### To do
Only the line containing "Could you please mark the woman's right" and the lines after it, through the end of the data below, are to be returned, each exactly as it stands.

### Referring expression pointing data
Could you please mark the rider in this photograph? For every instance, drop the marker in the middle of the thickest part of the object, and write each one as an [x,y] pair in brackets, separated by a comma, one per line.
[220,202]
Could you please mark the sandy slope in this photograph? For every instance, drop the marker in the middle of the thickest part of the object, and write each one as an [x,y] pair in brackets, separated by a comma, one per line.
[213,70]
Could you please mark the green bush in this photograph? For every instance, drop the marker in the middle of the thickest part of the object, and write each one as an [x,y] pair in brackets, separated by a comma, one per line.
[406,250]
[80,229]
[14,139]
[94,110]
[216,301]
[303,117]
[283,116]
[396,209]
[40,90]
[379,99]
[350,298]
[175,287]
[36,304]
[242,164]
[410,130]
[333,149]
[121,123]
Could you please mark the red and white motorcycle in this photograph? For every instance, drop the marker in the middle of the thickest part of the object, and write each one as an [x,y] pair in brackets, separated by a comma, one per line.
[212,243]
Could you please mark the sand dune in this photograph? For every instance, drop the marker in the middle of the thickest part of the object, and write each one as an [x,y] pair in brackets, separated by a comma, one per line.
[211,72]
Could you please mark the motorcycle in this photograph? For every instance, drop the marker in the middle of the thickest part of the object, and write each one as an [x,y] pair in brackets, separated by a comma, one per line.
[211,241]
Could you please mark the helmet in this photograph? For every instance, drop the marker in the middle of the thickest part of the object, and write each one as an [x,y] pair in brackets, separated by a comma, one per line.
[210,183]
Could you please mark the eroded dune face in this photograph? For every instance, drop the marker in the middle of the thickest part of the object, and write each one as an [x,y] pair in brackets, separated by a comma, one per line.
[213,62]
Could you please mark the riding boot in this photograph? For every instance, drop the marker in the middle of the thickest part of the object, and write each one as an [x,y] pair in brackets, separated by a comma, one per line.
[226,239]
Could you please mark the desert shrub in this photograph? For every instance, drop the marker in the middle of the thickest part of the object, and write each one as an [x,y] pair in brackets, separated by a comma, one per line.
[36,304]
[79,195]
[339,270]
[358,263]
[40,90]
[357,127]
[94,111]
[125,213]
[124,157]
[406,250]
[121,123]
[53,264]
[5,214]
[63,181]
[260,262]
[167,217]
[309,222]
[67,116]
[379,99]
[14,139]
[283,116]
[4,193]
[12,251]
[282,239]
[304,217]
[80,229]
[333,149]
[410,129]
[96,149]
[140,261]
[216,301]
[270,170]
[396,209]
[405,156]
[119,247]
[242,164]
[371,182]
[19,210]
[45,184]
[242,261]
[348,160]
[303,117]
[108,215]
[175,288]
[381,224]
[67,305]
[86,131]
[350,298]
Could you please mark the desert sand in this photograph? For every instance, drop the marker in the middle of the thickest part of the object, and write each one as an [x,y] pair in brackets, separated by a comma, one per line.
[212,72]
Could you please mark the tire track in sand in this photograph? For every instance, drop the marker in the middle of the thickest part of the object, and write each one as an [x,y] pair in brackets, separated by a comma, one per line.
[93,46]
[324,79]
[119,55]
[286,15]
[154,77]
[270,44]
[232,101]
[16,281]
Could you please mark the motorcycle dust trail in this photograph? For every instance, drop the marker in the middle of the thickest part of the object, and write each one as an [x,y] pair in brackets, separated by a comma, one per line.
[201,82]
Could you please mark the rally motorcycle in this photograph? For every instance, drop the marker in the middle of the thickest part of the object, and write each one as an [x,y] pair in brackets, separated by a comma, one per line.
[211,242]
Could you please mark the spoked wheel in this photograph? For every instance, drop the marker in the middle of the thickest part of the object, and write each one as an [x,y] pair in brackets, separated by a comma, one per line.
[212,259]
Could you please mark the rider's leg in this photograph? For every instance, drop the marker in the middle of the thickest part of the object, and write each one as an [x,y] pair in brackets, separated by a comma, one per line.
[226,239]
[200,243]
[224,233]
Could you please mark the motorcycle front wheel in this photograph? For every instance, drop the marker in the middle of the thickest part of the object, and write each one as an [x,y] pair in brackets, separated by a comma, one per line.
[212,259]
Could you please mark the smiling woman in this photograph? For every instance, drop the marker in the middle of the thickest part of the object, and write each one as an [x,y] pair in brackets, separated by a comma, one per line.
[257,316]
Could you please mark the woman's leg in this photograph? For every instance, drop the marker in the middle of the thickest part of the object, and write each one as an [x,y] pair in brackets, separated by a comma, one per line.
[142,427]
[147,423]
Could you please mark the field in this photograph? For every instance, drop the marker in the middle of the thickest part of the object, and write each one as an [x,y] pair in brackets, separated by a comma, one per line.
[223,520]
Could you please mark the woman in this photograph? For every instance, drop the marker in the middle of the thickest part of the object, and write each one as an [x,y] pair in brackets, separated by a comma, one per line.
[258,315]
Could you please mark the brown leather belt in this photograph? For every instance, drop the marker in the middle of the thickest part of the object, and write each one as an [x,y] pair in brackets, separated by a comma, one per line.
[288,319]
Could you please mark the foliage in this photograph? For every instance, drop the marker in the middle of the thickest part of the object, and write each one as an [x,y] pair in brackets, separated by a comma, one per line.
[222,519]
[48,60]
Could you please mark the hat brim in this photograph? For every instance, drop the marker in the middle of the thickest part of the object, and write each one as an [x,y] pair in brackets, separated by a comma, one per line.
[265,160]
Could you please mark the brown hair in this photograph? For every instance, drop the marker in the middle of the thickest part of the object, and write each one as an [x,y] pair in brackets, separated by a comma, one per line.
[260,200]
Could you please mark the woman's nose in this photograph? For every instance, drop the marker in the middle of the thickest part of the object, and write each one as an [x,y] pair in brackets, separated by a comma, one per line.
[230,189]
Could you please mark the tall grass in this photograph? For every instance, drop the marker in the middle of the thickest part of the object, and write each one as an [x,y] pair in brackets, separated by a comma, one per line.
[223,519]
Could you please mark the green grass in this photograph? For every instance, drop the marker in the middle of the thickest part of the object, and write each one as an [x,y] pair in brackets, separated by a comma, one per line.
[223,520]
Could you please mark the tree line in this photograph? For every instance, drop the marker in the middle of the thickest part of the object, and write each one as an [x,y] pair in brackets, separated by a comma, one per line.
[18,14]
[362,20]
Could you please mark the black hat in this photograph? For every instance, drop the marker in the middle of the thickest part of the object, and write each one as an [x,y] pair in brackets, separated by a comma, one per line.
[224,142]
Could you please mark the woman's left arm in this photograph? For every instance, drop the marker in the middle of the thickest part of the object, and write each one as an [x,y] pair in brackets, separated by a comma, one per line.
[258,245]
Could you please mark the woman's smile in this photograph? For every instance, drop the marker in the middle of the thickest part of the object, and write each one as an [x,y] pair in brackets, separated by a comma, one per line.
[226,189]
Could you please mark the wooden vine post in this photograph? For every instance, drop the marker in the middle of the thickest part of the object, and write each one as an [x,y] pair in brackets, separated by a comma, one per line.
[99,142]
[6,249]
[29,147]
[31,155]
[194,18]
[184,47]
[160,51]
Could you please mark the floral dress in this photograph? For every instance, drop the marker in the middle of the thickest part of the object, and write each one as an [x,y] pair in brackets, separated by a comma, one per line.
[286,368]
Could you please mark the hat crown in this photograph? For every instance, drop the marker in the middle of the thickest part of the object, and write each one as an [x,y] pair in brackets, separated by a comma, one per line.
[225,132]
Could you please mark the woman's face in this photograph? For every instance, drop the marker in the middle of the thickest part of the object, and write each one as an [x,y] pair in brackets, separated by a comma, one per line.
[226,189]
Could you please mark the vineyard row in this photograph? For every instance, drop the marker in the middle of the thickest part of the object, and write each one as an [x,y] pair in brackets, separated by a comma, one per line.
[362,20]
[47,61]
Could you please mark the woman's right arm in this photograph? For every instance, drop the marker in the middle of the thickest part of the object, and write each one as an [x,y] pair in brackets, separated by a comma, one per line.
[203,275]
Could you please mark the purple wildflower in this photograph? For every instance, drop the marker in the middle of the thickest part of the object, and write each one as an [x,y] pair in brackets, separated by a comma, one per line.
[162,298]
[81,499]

### Solution to this task
Could you please mark the woman's right arm in this photograph? For every instance, drop the marker in the middle of the thickest part of the object, and write each one as an [x,y] pair in brackets, separated by a comma, one per line.
[203,275]
Could you please mark the purple wildflower in this photograph? For every instance, drop the marker in the middle of the thickest part of the object, and write each one as an [x,y] pair in brackets, separated by a comma, one per line.
[162,298]
[81,499]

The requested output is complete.